## TASK REQUIREMENTS
Return all of the material exactly; no line may be dropped.

## DATA PROVIDED

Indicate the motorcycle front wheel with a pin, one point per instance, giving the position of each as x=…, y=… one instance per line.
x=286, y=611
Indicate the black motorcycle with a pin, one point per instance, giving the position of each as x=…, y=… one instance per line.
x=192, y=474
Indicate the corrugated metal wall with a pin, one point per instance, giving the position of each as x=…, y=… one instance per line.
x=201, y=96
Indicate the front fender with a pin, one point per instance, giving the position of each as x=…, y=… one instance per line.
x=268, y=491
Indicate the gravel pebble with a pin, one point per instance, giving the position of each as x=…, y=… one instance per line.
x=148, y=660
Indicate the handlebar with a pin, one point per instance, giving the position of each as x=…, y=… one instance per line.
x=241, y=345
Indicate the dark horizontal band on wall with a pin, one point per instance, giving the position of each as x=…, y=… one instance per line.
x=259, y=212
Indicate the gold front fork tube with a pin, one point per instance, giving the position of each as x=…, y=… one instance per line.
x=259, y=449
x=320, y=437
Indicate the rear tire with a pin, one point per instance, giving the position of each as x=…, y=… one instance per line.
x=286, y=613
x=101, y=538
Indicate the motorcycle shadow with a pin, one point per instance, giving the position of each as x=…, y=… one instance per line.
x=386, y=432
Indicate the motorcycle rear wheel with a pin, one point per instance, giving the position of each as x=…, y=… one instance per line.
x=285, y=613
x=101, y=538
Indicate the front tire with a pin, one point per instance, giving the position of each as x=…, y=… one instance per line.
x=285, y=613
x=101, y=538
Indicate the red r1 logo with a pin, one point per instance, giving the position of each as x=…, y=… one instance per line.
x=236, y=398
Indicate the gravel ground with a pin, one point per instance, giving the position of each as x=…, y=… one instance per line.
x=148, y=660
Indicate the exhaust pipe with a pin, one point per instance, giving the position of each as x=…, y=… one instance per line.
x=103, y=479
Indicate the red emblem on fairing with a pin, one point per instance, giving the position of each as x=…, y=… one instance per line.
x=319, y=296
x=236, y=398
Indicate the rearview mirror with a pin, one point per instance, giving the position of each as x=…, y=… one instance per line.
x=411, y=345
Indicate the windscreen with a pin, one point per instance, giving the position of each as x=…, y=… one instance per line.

## RESPONSE TO THIS TASK
Indicate the motorcycle front wheel with a pin, one point per instance, giving the position of each as x=…, y=… one instance per line.
x=286, y=611
Indicate the black motorcycle with a pin, one point per instance, giving the position of each as x=…, y=… one instance per line.
x=192, y=474
Indicate the corrugated metal wall with a pin, one point per instance, giving the position of each as x=…, y=… one instance per line.
x=201, y=96
Indicate the front fender with a pin, one point per instance, giving the position of each as x=…, y=… one instance per line.
x=268, y=491
Indicate the gravel pebble with a pin, one point per instance, giving the position of each as x=…, y=… one instance per line.
x=148, y=660
Indicate the handlebar with a pin, one point per instance, giving the position of each as x=…, y=… one instance per line.
x=241, y=345
Indicate the dark horizontal band on wall with a pin, one point per instance, giving the position of each as x=…, y=… one instance per line.
x=259, y=212
Indicate the gold front fork tube with a pin, one point per instance, giving the position of each as x=…, y=… one instance per line.
x=259, y=449
x=320, y=437
Indicate the rear tire with a pin, one point per instance, giving the position of each as x=…, y=… one instance per line.
x=286, y=613
x=101, y=538
Indicate the motorcycle shadow with a pin, one point per instance, giving the position of each as x=…, y=… one instance per line.
x=386, y=432
Indicate the motorcycle rear wheel with a pin, one point per instance, giving the position of each as x=…, y=… one instance per line.
x=285, y=613
x=101, y=538
Indicate the front tire with a pin, one point per instance, giving the position of each as x=…, y=… one instance per line.
x=285, y=613
x=101, y=538
Indicate the red r1 logo with a pin, one point per instance, giving the position of each as x=…, y=… one instance per line.
x=236, y=398
Indicate the gravel ground with a pin, one point per instance, giving the position of each as x=…, y=… one instance per line.
x=148, y=660
Indicate the exhaust pipe with a pin, one point per instance, giving the position of each as x=…, y=… one instance per line.
x=103, y=479
Indicate the red emblem on fairing with a pin, one point per instance, giving the position of each as x=…, y=… one instance per line.
x=319, y=296
x=236, y=398
Indicate the rearview mirror with a pin, one point per instance, giving the position of each as x=…, y=… one instance per line.
x=411, y=345
Indicate the windscreen with a pin, one point per instance, giving the position of each as x=…, y=… one instance per line.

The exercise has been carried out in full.